_TASKS FOR THIS EXERCISE_:
[a] In the patch message, what kind of test produced the issue?
[b] Please explain, using the patch message, why the task never returns to user mode.

_PASSAGE_:
============================================================

Re: [PATCH] task_work: return -EBUSY when adding same work

From: zhenguo yao
Date: Sun Jul 11 2021 - 23:45:15 EST


This issue happens in a stress test of memory UE injection. It has
more than once UEs reported to the OS at the same moment in the test.
So do_machine_check-->queue_task_work is called many times.
mce_kill_me work is added to list many times. When mce_kill_me is add
to the list, it becomes the list header and then another mce_kill_me
is added to the list before task_work_run is called. The list becomes
a dead loop: task->task_works = mce_kill_me, mce_kill_me->next =
mce_kill_me. When the task want to return to user mode and run
task_work_run. It becomes a dead loop and never return to user mode
and process signal SIGBUS that mce_kill_me sent to him. I fix this by
following patch
--
diff --git a/arch/x86/kernel/cpu/mce/core.c b/arch/x86/kernel/cpu/mce/core.c
index 22791aa..9333696 100644
--- a/arch/x86/kernel/cpu/mce/core.c
+++ b/arch/x86/kernel/cpu/mce/core.c
@@ -1299,7 +1299,9 @@ static void queue_task_work(struct mce *m, int
kill_current_task)

============================================================

_DATA RECORDS_:
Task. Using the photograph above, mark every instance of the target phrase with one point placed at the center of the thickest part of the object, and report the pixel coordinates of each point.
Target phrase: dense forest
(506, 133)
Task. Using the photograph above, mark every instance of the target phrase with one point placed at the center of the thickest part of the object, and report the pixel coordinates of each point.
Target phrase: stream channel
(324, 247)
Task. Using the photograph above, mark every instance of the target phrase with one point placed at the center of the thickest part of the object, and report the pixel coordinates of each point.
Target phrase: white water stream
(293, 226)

============================================================

_THE REPLIES_:
[a] A stress test of memory UE injection.

[b] The mce_kill_me work is added to the list again before task_work_run is called, so the list loops back on itself: task->task_works points to mce_kill_me, and mce_kill_me->next points to mce_kill_me. When the task runs task_work_run on its way back to user mode, it is caught in this dead loop and never gets to process the SIGBUS signal that mce_kill_me sent.